• [Text]:

⁂

Béatrice Jeanine Atallah (born 17 August 1959) is a Malagasy politician from Lebanese origins who has served as Madagascar's Minister of Foreign Affairs since January 2015 until August 2017.

==Early life and education==
Atallah was born in 1959 in Anosy. Her father was a senior official in the colonial administration and she therefore has dual Malagasy and French citizenship. She has master's degree in private law (1988) and a certificate in Diplomatic Studies from the Centre for Strategic and Diplomatic Studies (2009).

==Career==
Atallah was a magistrate, spending three years on the Antananarivo Court of Appeal, and claims to be apolitical.

Atallah was a member of the National Electoral Council from 2002 until 2009, and an advisor to then-Minister of Finance Hery Rajaonarimampianina from 2009 to 2013, before being appointed to chair the Commission for Elections from December 2013 until January 2015, managing the 2013 election which was won by Rajaonarimampianina. There were some allegations of "illicit" disbursements of commission funds raised against her, which she denied.

Atallah was appointed as Minister of Foreign Affairs on 25 January 2015 in the government of Jean Ravelonarivo. She was reappointed in April 2016 by Olivier Mahafaly Solonandrasana. She is the chair of the Indian Ocean Commission.

⁂

• [Provided material]:
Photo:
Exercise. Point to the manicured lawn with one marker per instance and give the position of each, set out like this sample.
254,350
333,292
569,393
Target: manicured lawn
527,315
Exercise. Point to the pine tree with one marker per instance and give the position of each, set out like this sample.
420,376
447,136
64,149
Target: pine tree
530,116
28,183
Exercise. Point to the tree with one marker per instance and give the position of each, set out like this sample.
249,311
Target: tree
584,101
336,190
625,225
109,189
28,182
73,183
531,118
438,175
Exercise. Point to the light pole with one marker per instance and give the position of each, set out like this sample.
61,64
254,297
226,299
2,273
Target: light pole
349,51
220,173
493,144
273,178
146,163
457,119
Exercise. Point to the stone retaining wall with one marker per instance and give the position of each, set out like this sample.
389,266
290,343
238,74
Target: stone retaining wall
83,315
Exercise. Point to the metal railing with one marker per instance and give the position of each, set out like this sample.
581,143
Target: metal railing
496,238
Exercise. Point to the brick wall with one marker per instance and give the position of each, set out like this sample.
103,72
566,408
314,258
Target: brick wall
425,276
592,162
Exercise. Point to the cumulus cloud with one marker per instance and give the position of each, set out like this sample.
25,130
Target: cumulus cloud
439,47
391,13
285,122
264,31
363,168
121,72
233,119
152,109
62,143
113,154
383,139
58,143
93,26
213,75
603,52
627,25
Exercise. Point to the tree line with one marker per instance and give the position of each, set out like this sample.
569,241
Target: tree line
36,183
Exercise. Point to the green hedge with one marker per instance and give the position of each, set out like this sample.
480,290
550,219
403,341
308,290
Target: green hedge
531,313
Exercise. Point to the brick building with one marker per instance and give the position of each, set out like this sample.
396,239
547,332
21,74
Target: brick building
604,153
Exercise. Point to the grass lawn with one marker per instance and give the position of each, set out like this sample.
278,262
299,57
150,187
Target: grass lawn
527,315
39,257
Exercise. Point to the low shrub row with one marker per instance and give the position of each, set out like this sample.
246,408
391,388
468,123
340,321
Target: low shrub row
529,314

⁂

• [Task to carry out]: Please write out the full Béatrice Atallah biography word for word. The material plays no part here.

• [Answer box]:
Béatrice Jeanine Atallah (born 17 August 1959) is a Malagasy politician from Lebanese origins who has served as Madagascar's Minister of Foreign Affairs since January 2015 until August 2017.

==Early life and education==
Atallah was born in 1959 in Anosy. Her father was a senior official in the colonial administration and she therefore has dual Malagasy and French citizenship. She has master's degree in private law (1988) and a certificate in Diplomatic Studies from the Centre for Strategic and Diplomatic Studies (2009).

==Career==
Atallah was a magistrate, spending three years on the Antananarivo Court of Appeal, and claims to be apolitical.

Atallah was a member of the National Electoral Council from 2002 until 2009, and an advisor to then-Minister of Finance Hery Rajaonarimampianina from 2009 to 2013, before being appointed to chair the Commission for Elections from December 2013 until January 2015, managing the 2013 election which was won by Rajaonarimampianina. There were some allegations of "illicit" disbursements of commission funds raised against her, which she denied.

Atallah was appointed as Minister of Foreign Affairs on 25 January 2015 in the government of Jean Ravelonarivo. She was reappointed in April 2016 by Olivier Mahafaly Solonandrasana. She is the chair of the Indian Ocean Commission.